# [SOURCE DOCUMENT]
..............................

Once a THP has been approved, amendments may be made (§ 4591).   Section 4591 provides:  “Amendments to the original timber harvesting plan may be submitted detailing proposed changes from the original plan.   Substantial deviations from the original plan shall not be undertaken until the amendment has been filed with, and acted upon, by the department in accordance with Sections 4582.7 and 4583․”

 CDF may require amendments to make THPs comply with subsequently enacted regulations.  “[A]ll timber operations shall conform to any changes or modifications of standards and rules made thereafter unless prior to the adoption of such changes or modifications, substantial liabilities for timber operations have been incurred in good faith and in reliance upon the standards in effect at the time the plan became effective and the adherence to such new rules or modifications would cause unreasonable additional expense to the owner or operator.” (§ 4583.)

In section 4591.1, the Legislature has directed the board to “specify by regulation those deviations which may be undertaken by an operator without submission of an amended plan but which must subsequently be reported to the department, and provide for the manner of so reporting.”  “Minor deviations may be undertaken by the person who submitted the plan without submission of an amendment to the plan and shall be reported immediately in writing to the Director.”  (Rule 1040.)  “ ‘Minor deviations' means any change, minor in scope, in a plan which can reasonably be presumed not to make a significant change in the conduct of timber operations and which can reasonably be expected not to significantly adversely affect timberland productivity or values relating to soil, water quality, watershed, wildlife, fisheries, range and forage, recreation, and aesthetic enjoyment.”  (Rule 895.1.)   All other changes are presumed to be “substantial,” and subject to public review (§§ 4591, 4582.7, 4583).

III. CDF Abused Its Discretion in Accepting a Cumulative Impacts Evaluation as a Minor Modification

Although the statutory and regulatory framework clearly requires THPs after 1991 to contain an extensive evaluation of cumulative impacts, the statutes and regulations do not specifically address the question posed here:  When a THP provides essentially no information on cumulative impacts, does CDF abuse its authority by approving an amendment addressing this issue as a minor deviation, exempt from public review?   Schoen argues no, and cites the importance of public review and cumulative impacts in CEQA. CDF and Louisiana-Pacific contend CDF has discretion to make this determination and rely on provisions in the FPA and the Forest Practice Rules.

..............................

# [EXERCISE TASK 1]
Replace "Louisiana-Pacific" with "the operator" in the stretch of the excerpt on timber harvesting plans from "III. CDF Abused Its" through "Forest Practice Rules.", and give that stretch.
The excerpt on timber harvesting plans and the rows come from unrelated sources.

# [DATASET EXCERPTS]

..............................

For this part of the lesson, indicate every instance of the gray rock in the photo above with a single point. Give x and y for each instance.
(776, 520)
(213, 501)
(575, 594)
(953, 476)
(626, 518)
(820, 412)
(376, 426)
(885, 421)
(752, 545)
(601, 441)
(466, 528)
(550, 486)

..............................

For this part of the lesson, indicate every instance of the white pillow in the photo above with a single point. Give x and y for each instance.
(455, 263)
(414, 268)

..............................

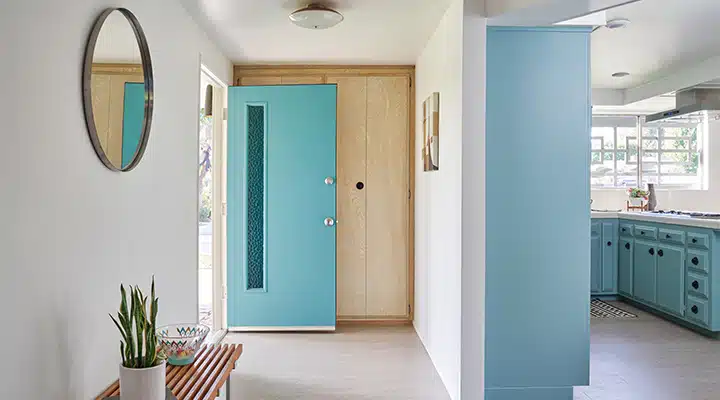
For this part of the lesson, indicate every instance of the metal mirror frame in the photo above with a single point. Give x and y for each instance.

..............................

# [EXERCISE TASK 2]
Give only the number of lines in the rows that contain the string "above", counting case-sensitive matches only.

# [OUTPUT 1]
III. CDF Abused Its Discretion in Accepting a Cumulative Impacts Evaluation as a Minor Modification

Although the statutory and regulatory framework clearly requires THPs after 1991 to contain an extensive evaluation of cumulative impacts, the statutes and regulations do not specifically address the question posed here:  When a THP provides essentially no information on cumulative impacts, does CDF abuse its authority by approving an amendment addressing this issue as a minor deviation, exempt from public review?   Schoen argues no, and cites the importance of public review and cumulative impacts in CEQA. CDF and the operator contend CDF has discretion to make this determination and rely on provisions in the FPA and the Forest Practice Rules.

# [OUTPUT 2]
3